> Data provided:

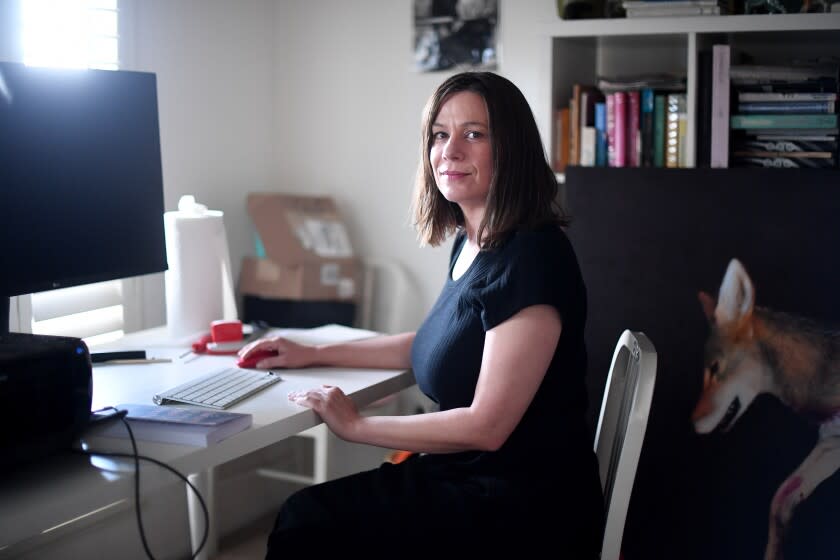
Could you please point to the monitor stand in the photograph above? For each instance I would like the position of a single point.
(4, 315)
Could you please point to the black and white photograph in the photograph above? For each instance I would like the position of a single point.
(455, 34)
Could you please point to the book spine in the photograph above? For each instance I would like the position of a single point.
(672, 131)
(634, 143)
(786, 107)
(750, 96)
(783, 121)
(719, 156)
(574, 130)
(561, 139)
(587, 146)
(703, 140)
(610, 103)
(621, 122)
(682, 130)
(659, 131)
(647, 127)
(601, 134)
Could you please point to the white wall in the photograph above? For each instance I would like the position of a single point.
(307, 96)
(349, 107)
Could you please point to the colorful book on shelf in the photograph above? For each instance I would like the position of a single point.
(634, 137)
(659, 124)
(582, 102)
(719, 148)
(610, 105)
(172, 424)
(620, 133)
(646, 126)
(783, 121)
(561, 139)
(703, 130)
(674, 107)
(601, 134)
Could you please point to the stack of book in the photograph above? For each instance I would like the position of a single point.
(672, 8)
(635, 121)
(784, 116)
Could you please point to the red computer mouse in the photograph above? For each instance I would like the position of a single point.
(251, 361)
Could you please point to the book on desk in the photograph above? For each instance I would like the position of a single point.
(170, 424)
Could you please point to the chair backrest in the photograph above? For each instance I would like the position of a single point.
(621, 430)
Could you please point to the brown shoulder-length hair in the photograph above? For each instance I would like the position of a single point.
(523, 188)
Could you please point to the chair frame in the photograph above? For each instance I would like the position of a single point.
(621, 430)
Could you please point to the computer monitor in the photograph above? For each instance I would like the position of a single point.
(81, 199)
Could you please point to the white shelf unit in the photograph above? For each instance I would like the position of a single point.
(583, 50)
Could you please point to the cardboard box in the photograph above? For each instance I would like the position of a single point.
(303, 250)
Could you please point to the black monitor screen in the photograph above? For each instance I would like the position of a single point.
(81, 190)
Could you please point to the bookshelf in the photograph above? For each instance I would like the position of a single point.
(582, 50)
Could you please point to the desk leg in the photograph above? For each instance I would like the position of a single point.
(204, 482)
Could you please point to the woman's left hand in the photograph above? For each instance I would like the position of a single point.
(332, 405)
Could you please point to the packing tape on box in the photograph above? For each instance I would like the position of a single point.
(199, 282)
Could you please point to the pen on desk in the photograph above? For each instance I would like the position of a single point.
(135, 361)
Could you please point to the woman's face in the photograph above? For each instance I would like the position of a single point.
(462, 154)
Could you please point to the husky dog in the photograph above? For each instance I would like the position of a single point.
(752, 350)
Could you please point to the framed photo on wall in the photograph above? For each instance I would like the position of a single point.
(452, 34)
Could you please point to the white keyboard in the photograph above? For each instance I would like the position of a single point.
(219, 389)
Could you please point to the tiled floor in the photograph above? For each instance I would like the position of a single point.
(247, 543)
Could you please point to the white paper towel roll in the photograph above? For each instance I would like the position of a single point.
(199, 282)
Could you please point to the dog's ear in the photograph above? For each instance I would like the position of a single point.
(708, 304)
(737, 295)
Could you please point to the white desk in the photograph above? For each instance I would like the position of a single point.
(68, 493)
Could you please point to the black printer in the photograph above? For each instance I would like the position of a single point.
(46, 387)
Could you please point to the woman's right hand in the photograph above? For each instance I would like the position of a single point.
(282, 353)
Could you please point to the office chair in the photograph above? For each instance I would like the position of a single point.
(621, 430)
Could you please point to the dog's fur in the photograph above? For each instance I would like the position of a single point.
(752, 350)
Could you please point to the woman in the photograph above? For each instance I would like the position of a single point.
(502, 352)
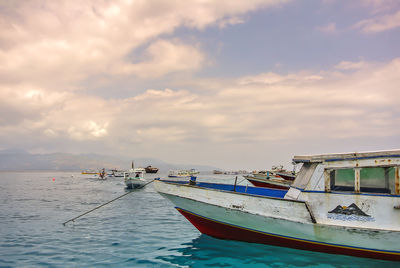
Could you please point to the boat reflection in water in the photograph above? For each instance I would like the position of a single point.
(206, 251)
(345, 203)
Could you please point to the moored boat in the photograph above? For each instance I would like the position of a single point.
(150, 169)
(182, 173)
(269, 182)
(89, 172)
(134, 178)
(345, 203)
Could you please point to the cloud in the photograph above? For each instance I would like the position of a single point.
(349, 65)
(379, 24)
(163, 57)
(264, 108)
(329, 28)
(67, 42)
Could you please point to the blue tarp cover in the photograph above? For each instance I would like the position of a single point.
(239, 188)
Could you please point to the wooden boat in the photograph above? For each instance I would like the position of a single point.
(269, 182)
(346, 203)
(134, 178)
(150, 169)
(89, 172)
(182, 173)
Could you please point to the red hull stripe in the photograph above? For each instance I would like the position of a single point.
(232, 232)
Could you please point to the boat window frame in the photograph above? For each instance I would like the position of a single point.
(328, 173)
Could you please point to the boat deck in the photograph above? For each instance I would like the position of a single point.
(277, 193)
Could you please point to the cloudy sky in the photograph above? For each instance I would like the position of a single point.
(232, 84)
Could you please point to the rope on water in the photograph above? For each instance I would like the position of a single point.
(102, 205)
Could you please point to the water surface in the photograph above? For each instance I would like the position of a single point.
(140, 230)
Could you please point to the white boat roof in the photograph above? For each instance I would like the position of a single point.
(345, 156)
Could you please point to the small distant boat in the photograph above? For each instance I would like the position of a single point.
(134, 178)
(150, 169)
(89, 172)
(178, 173)
(193, 172)
(115, 173)
(182, 173)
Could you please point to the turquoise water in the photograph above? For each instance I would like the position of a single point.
(140, 230)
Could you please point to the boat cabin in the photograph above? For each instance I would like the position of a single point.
(369, 172)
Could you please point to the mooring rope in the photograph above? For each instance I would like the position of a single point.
(102, 205)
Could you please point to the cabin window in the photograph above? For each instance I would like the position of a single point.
(377, 180)
(372, 180)
(342, 180)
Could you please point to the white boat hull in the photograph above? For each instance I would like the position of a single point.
(275, 221)
(134, 183)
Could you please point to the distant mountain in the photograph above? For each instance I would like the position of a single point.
(22, 160)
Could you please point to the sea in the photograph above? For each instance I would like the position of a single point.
(141, 229)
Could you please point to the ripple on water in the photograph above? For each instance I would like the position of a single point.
(141, 230)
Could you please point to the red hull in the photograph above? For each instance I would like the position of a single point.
(268, 185)
(231, 232)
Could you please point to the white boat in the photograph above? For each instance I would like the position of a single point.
(346, 203)
(181, 173)
(134, 178)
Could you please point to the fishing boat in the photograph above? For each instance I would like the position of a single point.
(89, 172)
(182, 173)
(347, 203)
(134, 178)
(150, 169)
(269, 182)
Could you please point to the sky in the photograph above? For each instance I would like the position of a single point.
(231, 84)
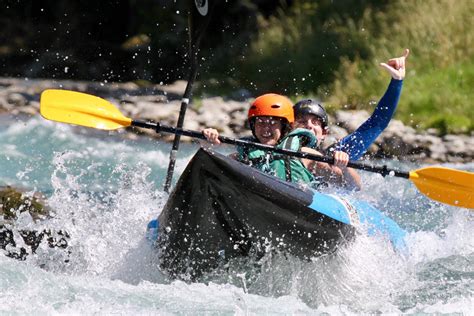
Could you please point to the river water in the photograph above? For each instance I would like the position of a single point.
(104, 189)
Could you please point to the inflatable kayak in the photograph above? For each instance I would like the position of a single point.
(221, 209)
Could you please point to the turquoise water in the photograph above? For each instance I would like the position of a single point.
(104, 189)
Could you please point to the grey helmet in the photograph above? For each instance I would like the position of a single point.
(309, 106)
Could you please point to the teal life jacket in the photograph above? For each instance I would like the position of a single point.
(257, 158)
(282, 166)
(291, 168)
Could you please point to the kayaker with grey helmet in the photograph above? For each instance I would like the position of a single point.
(311, 115)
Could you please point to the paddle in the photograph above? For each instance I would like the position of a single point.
(195, 36)
(450, 186)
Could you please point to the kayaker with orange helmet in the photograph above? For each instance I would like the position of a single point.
(270, 118)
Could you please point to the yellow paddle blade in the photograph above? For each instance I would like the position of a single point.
(450, 186)
(81, 109)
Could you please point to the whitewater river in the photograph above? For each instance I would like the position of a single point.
(104, 190)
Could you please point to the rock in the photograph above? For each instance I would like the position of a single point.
(13, 204)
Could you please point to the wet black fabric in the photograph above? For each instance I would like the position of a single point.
(221, 208)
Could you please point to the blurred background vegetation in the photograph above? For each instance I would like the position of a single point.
(326, 49)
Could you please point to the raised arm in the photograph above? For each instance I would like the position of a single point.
(357, 143)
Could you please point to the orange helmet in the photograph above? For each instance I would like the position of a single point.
(272, 104)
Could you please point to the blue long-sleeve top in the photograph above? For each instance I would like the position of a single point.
(357, 143)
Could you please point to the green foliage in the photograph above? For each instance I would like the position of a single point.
(332, 50)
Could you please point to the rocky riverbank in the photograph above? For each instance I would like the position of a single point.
(162, 103)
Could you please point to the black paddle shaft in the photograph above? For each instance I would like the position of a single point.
(195, 37)
(383, 170)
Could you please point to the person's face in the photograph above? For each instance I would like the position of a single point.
(268, 130)
(312, 123)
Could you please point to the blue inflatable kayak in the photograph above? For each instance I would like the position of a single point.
(221, 209)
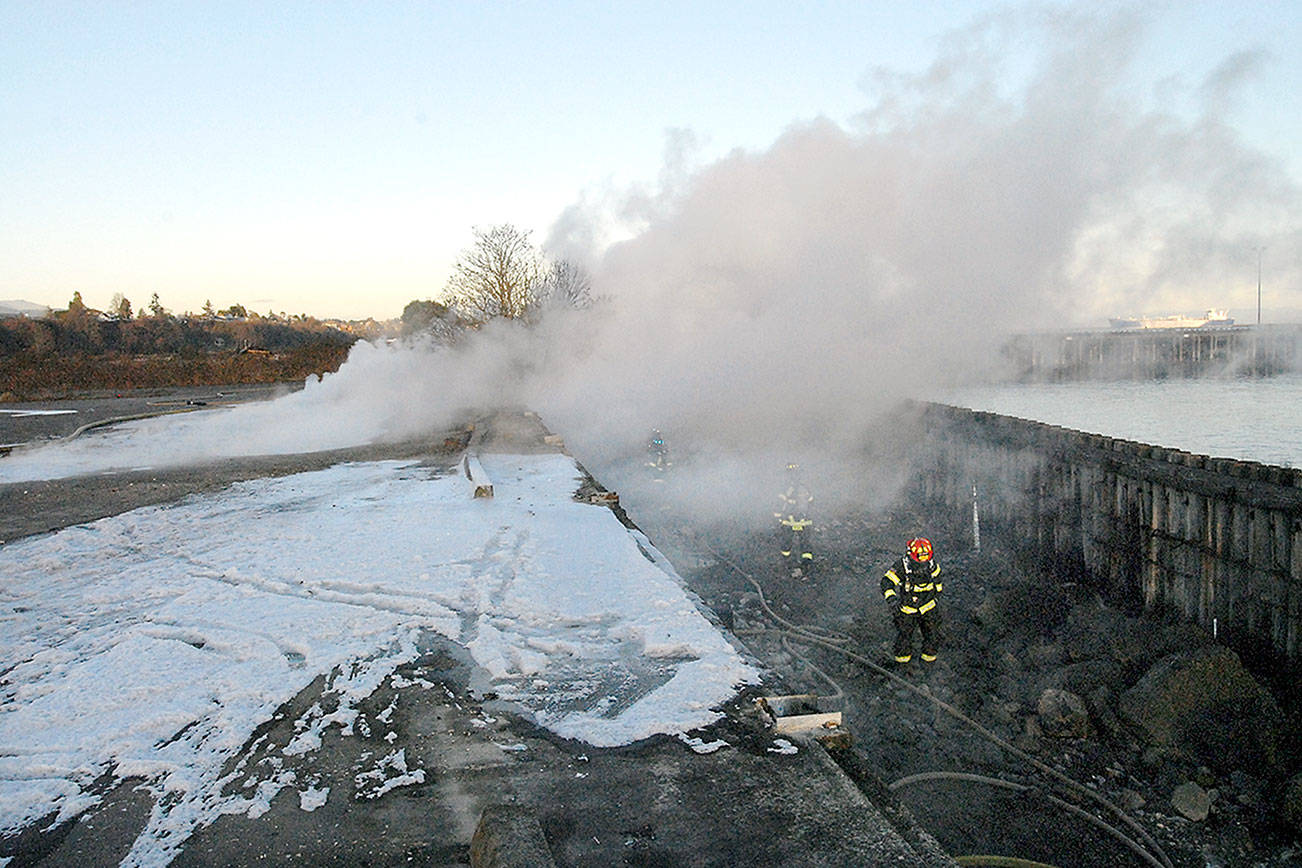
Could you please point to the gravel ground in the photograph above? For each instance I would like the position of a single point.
(992, 679)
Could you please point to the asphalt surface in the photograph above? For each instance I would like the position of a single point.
(754, 800)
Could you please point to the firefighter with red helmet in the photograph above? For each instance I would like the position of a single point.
(912, 588)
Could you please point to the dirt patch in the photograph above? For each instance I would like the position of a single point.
(1014, 647)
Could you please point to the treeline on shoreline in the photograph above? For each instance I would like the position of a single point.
(76, 352)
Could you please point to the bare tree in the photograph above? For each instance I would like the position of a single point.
(565, 284)
(431, 319)
(498, 276)
(120, 306)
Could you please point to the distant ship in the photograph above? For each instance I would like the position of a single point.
(1173, 320)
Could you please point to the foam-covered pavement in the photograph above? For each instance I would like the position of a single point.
(361, 663)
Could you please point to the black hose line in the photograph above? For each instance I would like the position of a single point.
(1154, 854)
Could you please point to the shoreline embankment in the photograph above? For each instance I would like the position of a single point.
(1216, 540)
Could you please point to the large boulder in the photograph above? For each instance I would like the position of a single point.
(1203, 705)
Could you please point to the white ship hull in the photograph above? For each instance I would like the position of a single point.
(1173, 320)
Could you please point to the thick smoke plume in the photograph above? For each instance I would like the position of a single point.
(775, 306)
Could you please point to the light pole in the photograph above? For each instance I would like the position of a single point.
(1258, 284)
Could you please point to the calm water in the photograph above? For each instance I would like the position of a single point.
(1255, 419)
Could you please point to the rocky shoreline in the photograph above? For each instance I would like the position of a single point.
(1152, 716)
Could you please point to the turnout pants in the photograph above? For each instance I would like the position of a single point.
(796, 543)
(927, 623)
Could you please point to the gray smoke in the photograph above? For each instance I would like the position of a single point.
(776, 305)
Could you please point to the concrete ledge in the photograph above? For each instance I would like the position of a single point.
(509, 836)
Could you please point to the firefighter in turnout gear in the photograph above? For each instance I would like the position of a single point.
(794, 525)
(912, 588)
(658, 454)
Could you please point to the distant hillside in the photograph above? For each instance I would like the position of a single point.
(83, 352)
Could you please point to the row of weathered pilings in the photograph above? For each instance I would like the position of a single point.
(1258, 350)
(1214, 539)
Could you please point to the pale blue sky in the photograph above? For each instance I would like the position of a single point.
(331, 158)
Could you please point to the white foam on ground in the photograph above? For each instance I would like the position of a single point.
(152, 643)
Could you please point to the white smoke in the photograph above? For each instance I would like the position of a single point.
(774, 306)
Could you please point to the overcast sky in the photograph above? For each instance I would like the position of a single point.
(332, 158)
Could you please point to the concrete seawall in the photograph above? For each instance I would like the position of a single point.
(1216, 540)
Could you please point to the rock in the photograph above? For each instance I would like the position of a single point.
(1290, 804)
(1202, 704)
(1100, 704)
(1046, 656)
(1082, 677)
(1063, 715)
(1191, 802)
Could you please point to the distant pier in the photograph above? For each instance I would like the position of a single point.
(1155, 353)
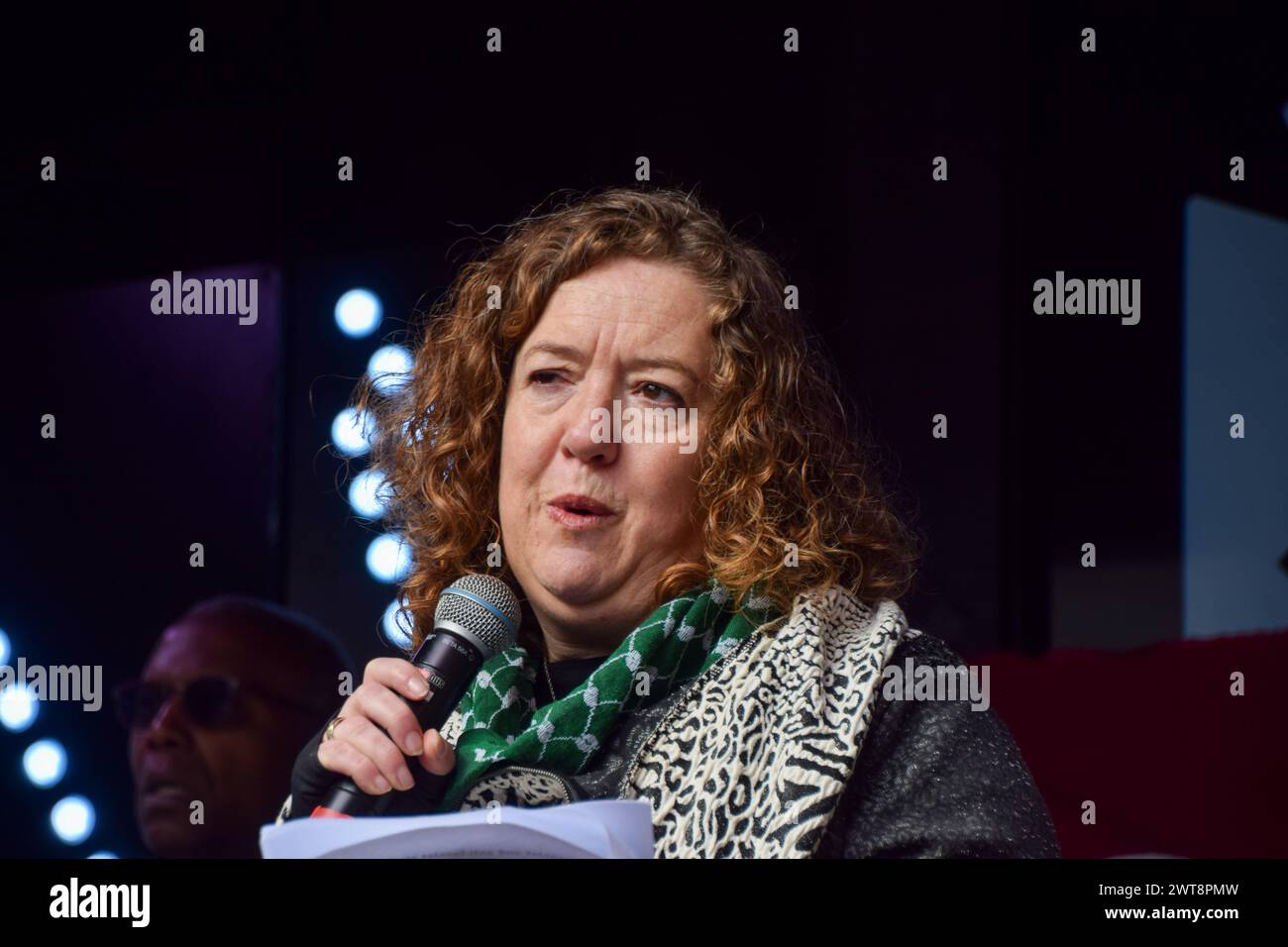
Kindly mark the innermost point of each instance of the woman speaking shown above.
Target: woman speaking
(709, 602)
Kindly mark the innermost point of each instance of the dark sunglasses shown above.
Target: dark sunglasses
(206, 701)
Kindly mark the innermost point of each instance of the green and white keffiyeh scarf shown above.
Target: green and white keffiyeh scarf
(677, 643)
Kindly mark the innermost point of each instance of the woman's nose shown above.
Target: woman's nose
(588, 433)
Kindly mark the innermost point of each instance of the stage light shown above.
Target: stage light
(46, 763)
(359, 313)
(397, 625)
(351, 432)
(368, 495)
(18, 706)
(389, 558)
(389, 368)
(72, 818)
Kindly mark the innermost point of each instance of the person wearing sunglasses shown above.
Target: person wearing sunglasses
(230, 692)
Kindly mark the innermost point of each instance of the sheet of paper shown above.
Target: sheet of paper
(593, 828)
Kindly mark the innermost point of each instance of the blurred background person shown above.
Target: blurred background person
(230, 692)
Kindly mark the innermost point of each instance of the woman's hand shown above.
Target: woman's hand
(360, 750)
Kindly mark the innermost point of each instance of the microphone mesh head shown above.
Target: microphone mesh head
(483, 605)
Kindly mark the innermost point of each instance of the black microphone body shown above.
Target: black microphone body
(452, 661)
(477, 616)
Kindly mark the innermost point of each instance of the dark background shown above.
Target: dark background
(180, 429)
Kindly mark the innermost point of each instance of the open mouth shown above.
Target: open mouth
(159, 787)
(579, 512)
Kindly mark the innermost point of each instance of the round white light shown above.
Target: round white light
(351, 432)
(72, 819)
(18, 706)
(359, 313)
(46, 762)
(368, 495)
(390, 368)
(389, 558)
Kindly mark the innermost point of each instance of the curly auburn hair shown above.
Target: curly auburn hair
(781, 463)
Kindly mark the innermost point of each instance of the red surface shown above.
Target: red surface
(1173, 763)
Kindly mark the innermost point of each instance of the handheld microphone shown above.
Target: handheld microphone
(477, 616)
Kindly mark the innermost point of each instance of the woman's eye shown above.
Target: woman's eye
(655, 392)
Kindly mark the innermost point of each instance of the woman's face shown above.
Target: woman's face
(588, 525)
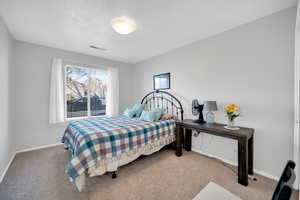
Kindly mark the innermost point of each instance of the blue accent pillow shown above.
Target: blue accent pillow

> Your instructions: Retype exactly, and only, the lines from the one containing "Target: handheld microphone" through the end of the records above. Pictures stay out of the copy.

> Reply to the exercise:
Target: handheld microphone
(477, 616)
Kindly mark the innermost point of each instance of the woman's eye shown above.
Target: woman's eye
(655, 392)
Kindly mark the innermost point of each instance of the woman's face shown above.
Target: woman's face
(588, 525)
Kindly mark the innermost point of each instance of the blue accent pillow shown above.
Target: blue accent pillow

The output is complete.